Segment Start: ENTRIES SHOWN
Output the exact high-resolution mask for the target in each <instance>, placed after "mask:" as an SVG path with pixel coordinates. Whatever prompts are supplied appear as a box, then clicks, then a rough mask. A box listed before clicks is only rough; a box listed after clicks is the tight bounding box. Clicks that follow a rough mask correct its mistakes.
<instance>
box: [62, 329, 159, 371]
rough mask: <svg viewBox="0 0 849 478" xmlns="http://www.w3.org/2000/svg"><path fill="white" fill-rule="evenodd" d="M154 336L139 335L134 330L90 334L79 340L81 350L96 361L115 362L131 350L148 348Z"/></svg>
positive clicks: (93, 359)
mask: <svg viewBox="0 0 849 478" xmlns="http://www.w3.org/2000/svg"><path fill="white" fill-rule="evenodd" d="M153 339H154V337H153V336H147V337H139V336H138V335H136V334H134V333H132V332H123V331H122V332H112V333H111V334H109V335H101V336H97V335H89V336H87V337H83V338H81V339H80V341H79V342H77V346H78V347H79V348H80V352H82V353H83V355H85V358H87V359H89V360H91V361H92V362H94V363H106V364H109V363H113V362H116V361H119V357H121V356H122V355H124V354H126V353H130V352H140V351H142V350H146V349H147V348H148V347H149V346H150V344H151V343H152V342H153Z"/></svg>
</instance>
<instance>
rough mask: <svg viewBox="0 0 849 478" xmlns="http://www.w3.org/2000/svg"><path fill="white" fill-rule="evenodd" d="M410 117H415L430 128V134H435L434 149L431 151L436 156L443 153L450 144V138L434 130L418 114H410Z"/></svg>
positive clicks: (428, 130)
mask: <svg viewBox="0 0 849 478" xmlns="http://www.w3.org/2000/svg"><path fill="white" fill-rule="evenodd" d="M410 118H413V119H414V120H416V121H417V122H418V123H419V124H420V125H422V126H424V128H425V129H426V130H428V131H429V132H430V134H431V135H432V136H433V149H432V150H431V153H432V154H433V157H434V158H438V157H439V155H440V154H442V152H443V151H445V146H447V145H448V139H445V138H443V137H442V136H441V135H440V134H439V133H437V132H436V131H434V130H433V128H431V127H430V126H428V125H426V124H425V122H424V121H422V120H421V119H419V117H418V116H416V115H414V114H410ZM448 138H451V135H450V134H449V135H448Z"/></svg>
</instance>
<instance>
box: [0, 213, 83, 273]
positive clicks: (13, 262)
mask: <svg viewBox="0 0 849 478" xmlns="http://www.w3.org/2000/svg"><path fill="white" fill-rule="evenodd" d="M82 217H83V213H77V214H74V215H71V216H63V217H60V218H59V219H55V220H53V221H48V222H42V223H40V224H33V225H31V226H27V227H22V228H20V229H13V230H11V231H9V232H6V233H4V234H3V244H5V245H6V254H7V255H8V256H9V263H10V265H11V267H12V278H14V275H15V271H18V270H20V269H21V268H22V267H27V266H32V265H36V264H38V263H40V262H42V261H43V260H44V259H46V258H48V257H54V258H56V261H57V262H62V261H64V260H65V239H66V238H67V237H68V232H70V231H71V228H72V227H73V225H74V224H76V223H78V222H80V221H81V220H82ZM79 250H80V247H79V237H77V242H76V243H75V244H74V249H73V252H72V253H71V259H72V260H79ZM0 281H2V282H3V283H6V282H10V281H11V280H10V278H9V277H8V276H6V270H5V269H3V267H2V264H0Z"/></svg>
Segment End: ENTRIES SHOWN
TASK TO CARRY OUT: Copy all of the data above verbatim, without changing anything.

REPLY:
Output the exact high-resolution mask for the target in each <instance>, placed after "mask:" as an SVG path with pixel coordinates. Whatever prompts are supplied appear as a box, then clicks, then a rough mask. A box listed before clicks is only rough; a box listed after clicks is the tight bounding box. Clicks that follow a rough mask correct its mistakes.
<instance>
box: [62, 329, 159, 371]
rough mask: <svg viewBox="0 0 849 478" xmlns="http://www.w3.org/2000/svg"><path fill="white" fill-rule="evenodd" d="M154 336L139 335L134 330L90 334L79 340L81 350L96 361L115 362L131 350L148 348Z"/></svg>
positive clicks: (93, 359)
mask: <svg viewBox="0 0 849 478" xmlns="http://www.w3.org/2000/svg"><path fill="white" fill-rule="evenodd" d="M153 339H154V337H153V336H147V337H139V336H138V335H136V334H134V333H132V332H123V331H122V332H112V333H111V334H109V335H101V336H97V335H89V336H87V337H83V338H81V339H80V341H79V342H77V346H78V347H79V348H80V352H82V353H83V355H85V358H87V359H89V360H91V361H92V362H94V363H106V364H109V363H113V362H116V361H119V357H121V356H122V355H124V354H126V353H130V352H140V351H142V350H146V349H147V348H148V347H149V346H150V344H151V343H152V342H153Z"/></svg>
</instance>
<instance>
rough mask: <svg viewBox="0 0 849 478" xmlns="http://www.w3.org/2000/svg"><path fill="white" fill-rule="evenodd" d="M410 117H415L430 128V134H435L434 149L431 151L436 156L443 153L450 144V138L434 130L418 114H410Z"/></svg>
positive clicks: (428, 130)
mask: <svg viewBox="0 0 849 478" xmlns="http://www.w3.org/2000/svg"><path fill="white" fill-rule="evenodd" d="M410 118H413V119H414V120H416V121H417V122H418V123H419V124H420V125H422V126H424V128H425V129H426V130H428V131H429V132H430V134H431V135H432V136H433V149H432V150H431V153H432V154H433V157H434V158H438V157H439V155H440V154H442V152H443V151H445V146H447V145H448V139H445V138H443V137H442V136H441V135H440V134H439V133H437V132H436V131H434V130H433V128H431V127H430V126H428V125H426V124H425V122H424V121H422V120H421V119H419V117H418V116H416V115H414V114H410ZM448 138H451V135H450V134H449V135H448Z"/></svg>
</instance>
<instance>
box: [0, 213, 83, 273]
positive clicks: (13, 262)
mask: <svg viewBox="0 0 849 478" xmlns="http://www.w3.org/2000/svg"><path fill="white" fill-rule="evenodd" d="M82 217H83V213H77V214H74V215H71V216H63V217H60V218H59V219H55V220H53V221H48V222H42V223H40V224H33V225H31V226H27V227H22V228H20V229H13V230H11V231H9V232H6V233H4V234H3V244H5V245H6V254H7V255H8V256H9V263H10V265H11V267H12V278H14V275H15V271H18V270H20V269H21V268H22V267H27V266H32V265H36V264H38V263H40V262H42V261H43V260H44V259H46V258H48V257H54V258H56V261H57V262H62V261H64V260H65V239H66V238H67V237H68V232H70V231H71V228H72V227H73V225H74V224H76V223H78V222H80V221H81V220H82ZM79 250H80V247H79V237H77V242H76V243H75V244H74V249H73V252H72V253H71V259H72V260H79ZM0 281H2V282H3V283H6V282H10V281H11V280H10V278H9V277H8V276H6V270H5V269H3V267H2V264H0Z"/></svg>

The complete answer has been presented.